___ Text to read ___

I know you were just trying to get a feel for how people would respond, and that you already understand the poll is unscientific. One thing it doesn’t take into account, is the people who are just not as active/social/extroverted, as the ones who would be likely to respond to a poll such as this. I could refer to Forrester’s Social Technographics chart. But you’ve seen it. And you know what I’m saying.
I agree with you and Mayfield regarding the Dunbar numbers, and the idea that technology can help us augment our limitations as animals.
The other thing we can’t forget though, is the psychological effects of belonging to a group, and reciprocity. Both of which are good in business, as in life. And while I can only speak for myself, I’m sure there are others like me, who take it as a sign of acknowledgment when someone decides to follow you back.
Those of us who use Twitter, both personally and professionally, seek value from our followers. But Twitter is not yet an “efficient” communication aggregation and organization tool. And if you can’t keep up with that many people due to time or tool constraints, I think most people can accept that.

___ Supplied records ___

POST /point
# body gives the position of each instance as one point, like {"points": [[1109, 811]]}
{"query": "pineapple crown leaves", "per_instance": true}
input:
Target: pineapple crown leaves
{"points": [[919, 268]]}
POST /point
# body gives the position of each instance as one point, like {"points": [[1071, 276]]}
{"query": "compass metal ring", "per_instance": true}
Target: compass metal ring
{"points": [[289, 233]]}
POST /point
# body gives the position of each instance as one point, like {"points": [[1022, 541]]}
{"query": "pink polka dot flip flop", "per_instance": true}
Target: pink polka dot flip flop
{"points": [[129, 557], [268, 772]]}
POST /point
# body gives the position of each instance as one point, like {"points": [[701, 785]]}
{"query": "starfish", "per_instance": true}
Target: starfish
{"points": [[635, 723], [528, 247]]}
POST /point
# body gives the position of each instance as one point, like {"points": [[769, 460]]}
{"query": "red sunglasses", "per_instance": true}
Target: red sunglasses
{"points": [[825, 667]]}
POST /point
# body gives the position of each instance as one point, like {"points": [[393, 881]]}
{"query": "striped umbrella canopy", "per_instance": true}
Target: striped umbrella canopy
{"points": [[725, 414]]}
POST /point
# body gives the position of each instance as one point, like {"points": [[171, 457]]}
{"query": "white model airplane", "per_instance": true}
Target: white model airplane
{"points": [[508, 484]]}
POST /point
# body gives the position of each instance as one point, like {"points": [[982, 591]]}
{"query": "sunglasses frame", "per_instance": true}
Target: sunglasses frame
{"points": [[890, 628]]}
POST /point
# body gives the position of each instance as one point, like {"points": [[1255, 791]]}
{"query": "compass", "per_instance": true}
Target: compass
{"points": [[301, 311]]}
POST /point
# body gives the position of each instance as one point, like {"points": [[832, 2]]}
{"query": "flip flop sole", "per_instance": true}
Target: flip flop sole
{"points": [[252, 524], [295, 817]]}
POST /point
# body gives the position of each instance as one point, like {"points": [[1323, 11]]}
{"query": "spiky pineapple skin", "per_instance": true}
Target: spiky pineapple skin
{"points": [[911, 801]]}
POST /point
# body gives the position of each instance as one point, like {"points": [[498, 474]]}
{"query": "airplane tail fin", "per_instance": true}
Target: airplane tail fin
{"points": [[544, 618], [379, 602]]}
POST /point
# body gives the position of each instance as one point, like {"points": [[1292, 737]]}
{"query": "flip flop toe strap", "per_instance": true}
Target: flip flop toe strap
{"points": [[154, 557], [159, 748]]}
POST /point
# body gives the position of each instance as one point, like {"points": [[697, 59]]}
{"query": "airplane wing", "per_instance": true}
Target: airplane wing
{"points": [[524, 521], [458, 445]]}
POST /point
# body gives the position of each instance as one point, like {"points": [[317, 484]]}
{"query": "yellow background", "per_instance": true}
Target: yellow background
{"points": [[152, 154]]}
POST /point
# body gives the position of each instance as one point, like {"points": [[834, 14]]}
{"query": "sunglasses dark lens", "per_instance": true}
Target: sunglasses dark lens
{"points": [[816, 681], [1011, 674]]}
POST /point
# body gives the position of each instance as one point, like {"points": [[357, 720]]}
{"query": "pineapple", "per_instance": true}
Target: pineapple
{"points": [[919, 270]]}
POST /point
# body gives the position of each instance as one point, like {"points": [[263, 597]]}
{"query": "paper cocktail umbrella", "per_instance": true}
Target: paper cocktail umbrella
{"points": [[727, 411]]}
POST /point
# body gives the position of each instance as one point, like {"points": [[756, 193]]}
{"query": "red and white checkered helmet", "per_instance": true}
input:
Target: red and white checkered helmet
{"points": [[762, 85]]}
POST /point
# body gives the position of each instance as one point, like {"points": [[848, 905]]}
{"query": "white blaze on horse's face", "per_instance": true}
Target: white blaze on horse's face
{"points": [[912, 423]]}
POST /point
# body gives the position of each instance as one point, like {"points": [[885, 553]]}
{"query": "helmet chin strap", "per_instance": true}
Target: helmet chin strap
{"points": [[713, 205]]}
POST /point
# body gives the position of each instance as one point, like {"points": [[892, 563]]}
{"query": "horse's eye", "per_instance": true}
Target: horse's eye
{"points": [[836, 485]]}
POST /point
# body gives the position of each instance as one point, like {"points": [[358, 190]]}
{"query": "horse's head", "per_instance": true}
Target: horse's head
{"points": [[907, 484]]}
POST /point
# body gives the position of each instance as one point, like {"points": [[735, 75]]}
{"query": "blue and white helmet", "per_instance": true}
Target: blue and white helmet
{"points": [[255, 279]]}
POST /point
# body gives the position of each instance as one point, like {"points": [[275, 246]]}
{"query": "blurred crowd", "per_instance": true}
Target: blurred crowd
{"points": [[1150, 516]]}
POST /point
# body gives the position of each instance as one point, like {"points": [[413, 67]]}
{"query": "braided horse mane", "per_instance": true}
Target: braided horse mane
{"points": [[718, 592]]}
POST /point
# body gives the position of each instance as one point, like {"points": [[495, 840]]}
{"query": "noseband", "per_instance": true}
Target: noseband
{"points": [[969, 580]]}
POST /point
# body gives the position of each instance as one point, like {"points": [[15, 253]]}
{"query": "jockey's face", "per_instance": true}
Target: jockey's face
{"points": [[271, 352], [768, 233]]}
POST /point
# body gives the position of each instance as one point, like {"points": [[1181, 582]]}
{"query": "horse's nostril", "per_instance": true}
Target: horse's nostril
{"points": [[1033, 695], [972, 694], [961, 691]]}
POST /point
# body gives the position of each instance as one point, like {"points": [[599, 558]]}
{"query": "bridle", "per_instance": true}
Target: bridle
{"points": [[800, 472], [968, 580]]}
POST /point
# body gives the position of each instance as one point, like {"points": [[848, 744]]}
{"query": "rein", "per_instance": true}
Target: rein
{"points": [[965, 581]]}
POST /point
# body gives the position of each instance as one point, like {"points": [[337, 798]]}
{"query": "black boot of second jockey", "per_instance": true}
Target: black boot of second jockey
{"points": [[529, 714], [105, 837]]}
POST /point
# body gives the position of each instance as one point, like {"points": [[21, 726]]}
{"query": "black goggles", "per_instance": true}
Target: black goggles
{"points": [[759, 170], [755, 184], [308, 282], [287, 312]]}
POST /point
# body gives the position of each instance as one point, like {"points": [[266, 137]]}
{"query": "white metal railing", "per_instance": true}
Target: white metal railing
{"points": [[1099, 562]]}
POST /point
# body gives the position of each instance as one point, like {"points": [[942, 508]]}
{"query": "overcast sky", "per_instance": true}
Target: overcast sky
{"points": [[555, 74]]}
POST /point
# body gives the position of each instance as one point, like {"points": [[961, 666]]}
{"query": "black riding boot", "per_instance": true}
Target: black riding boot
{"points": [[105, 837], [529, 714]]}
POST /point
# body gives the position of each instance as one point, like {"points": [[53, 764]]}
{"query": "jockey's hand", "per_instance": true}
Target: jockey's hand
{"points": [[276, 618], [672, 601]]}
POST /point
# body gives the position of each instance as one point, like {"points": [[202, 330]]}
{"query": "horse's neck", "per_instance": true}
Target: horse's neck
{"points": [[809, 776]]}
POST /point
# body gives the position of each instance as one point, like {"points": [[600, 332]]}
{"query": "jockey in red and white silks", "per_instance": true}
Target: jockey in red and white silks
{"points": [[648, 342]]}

___

▸ Goals
1/ According to the comment on Twitter following, what does the poll fail to take into account?
2/ Translate this sentence from the comment on Twitter following into Spanish: "Those of us who use Twitter, both personally and professionally, seek value from our followers."
3/ List every proper name that appears in the comment on Twitter following.

▸ Answers per task
1/ It doesn't account for people who are not as active, social, or extroverted as those likely to respond to such a poll.

2/ Quienes usamos Twitter, tanto a nivel personal como profesional, buscamos valor en nuestros seguidores.

3/ Forrester, Social Technographics, Mayfield, Dunbar, Twitter